-- begin TEXT BLOCK --

In the case of Kumbaracıbaşı v. Turkey,
The European Court of Human Rights (Second Section), sitting as a Committee composed of:
Julia Laffranque,
President,
Jon Fridrik Kjølbro,
Stéphanie Mourou-Vikström, judges,
and Hasan Bakırcı, Deputy Section Registrar,
Having deliberated in private on 21 November 2017,
Delivers the following judgment, which was adopted on that date:
PROCEDURE
1. The case originated in an application (no. 23453/06) against the Republic of Turkey lodged with the Court under Article 34 of the Convention for the Protection of Human Rights and Fundamental Freedoms (“the Convention”) by a Turkish national, Mr Onur Çetin Kumbaracıbaşı (“the applicant”), on 2 June 2006.
2. The applicant was represented by Mr E.A. Yıldırım, a lawyer practising in Ankara. The Turkish Government (“the Government”) were represented by their Agent.

-- end TEXT BLOCK --
-- begin GIVEN ENTRIES --

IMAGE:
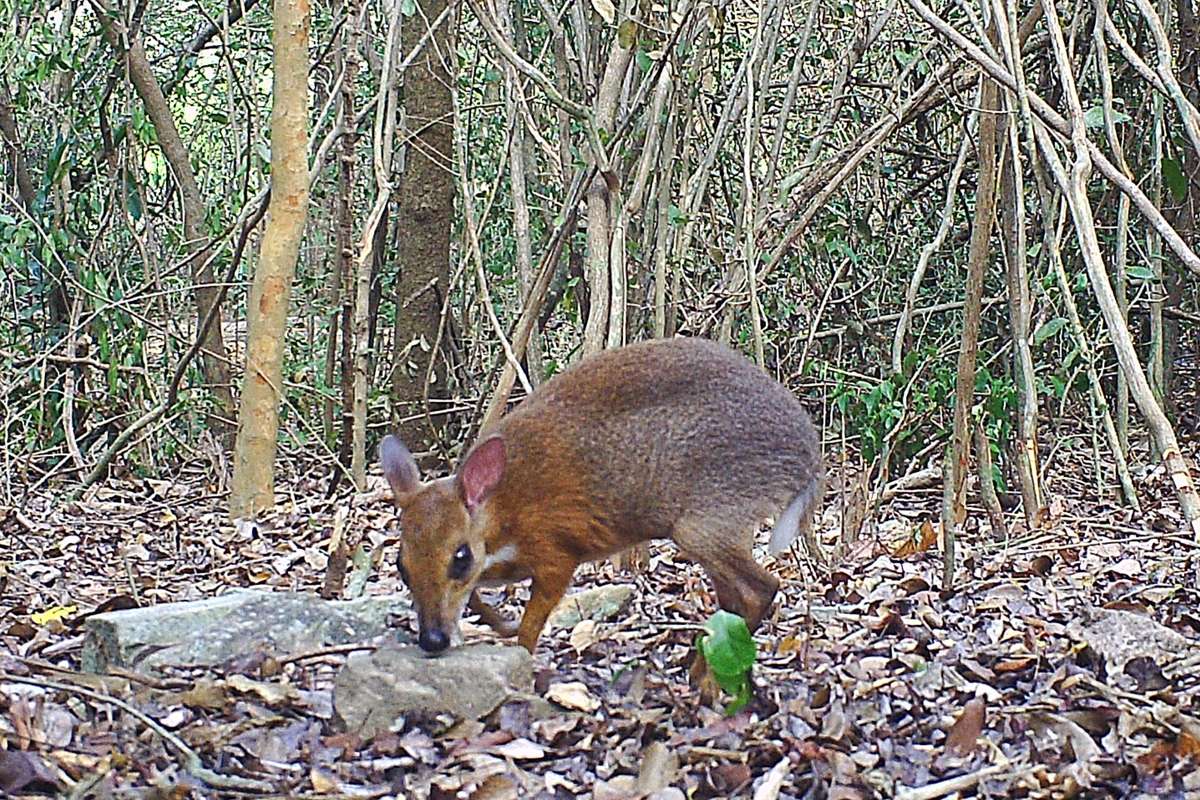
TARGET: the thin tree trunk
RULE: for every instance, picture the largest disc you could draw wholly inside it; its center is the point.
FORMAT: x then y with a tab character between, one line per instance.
954	507
425	208
214	356
1121	254
988	482
600	204
519	160
345	270
16	151
383	138
267	308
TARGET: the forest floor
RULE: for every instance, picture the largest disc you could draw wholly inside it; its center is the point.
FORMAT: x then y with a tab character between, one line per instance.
1062	663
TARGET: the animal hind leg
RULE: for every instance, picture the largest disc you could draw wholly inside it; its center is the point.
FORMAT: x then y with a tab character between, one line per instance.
743	587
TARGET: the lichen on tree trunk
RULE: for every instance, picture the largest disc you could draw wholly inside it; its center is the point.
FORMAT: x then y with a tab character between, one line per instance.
267	308
425	209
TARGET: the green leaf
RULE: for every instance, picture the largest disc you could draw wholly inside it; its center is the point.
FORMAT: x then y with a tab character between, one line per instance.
627	35
729	649
132	199
1175	179
1048	329
1095	116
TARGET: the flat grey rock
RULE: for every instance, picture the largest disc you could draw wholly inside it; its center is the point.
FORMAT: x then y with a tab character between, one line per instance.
375	689
208	632
598	603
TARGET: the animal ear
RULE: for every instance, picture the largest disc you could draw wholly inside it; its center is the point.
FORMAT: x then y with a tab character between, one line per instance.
481	473
399	468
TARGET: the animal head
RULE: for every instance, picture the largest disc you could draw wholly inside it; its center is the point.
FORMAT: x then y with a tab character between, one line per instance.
443	533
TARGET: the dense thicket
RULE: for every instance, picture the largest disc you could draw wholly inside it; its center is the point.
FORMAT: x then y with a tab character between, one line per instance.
814	181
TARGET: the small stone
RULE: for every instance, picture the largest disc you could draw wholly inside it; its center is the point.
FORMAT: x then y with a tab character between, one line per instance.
373	690
1120	636
213	631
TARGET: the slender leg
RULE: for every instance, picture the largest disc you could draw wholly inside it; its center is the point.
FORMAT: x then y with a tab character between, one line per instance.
743	587
491	617
547	589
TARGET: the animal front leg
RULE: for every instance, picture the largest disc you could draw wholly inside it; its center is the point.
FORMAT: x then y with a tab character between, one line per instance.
491	617
547	589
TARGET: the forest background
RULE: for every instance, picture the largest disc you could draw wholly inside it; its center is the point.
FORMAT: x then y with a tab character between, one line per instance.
929	252
239	244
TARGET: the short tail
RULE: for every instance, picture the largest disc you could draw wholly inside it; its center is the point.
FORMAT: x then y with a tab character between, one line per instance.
797	517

-- end GIVEN ENTRIES --

● TASKS TO PERFORM
A: Answer these questions about the court judgment:
(i) On what date did the Committee deliberate in private?
(ii) What number was the application given?
(iii) In which city does the applicant's lawyer practice?
B: Format the records from the line with "TARGET: the short tail" through the final line of the records as a Markdown table. Use the columns "No." and "Line", numbering the rows from 1.

● THE RESPONSES
A:
(i) 21 November 2017
(ii) No. 23453/06
(iii) Ankara

B:
| No. | Line |
|---|---|
| 1 | TARGET: the short tail |
| 2 | RULE: for every instance, picture the largest disc you could draw wholly inside it; its center is the point. |
| 3 | FORMAT: x then y with a tab character between, one line per instance. |
| 4 | 797	517 |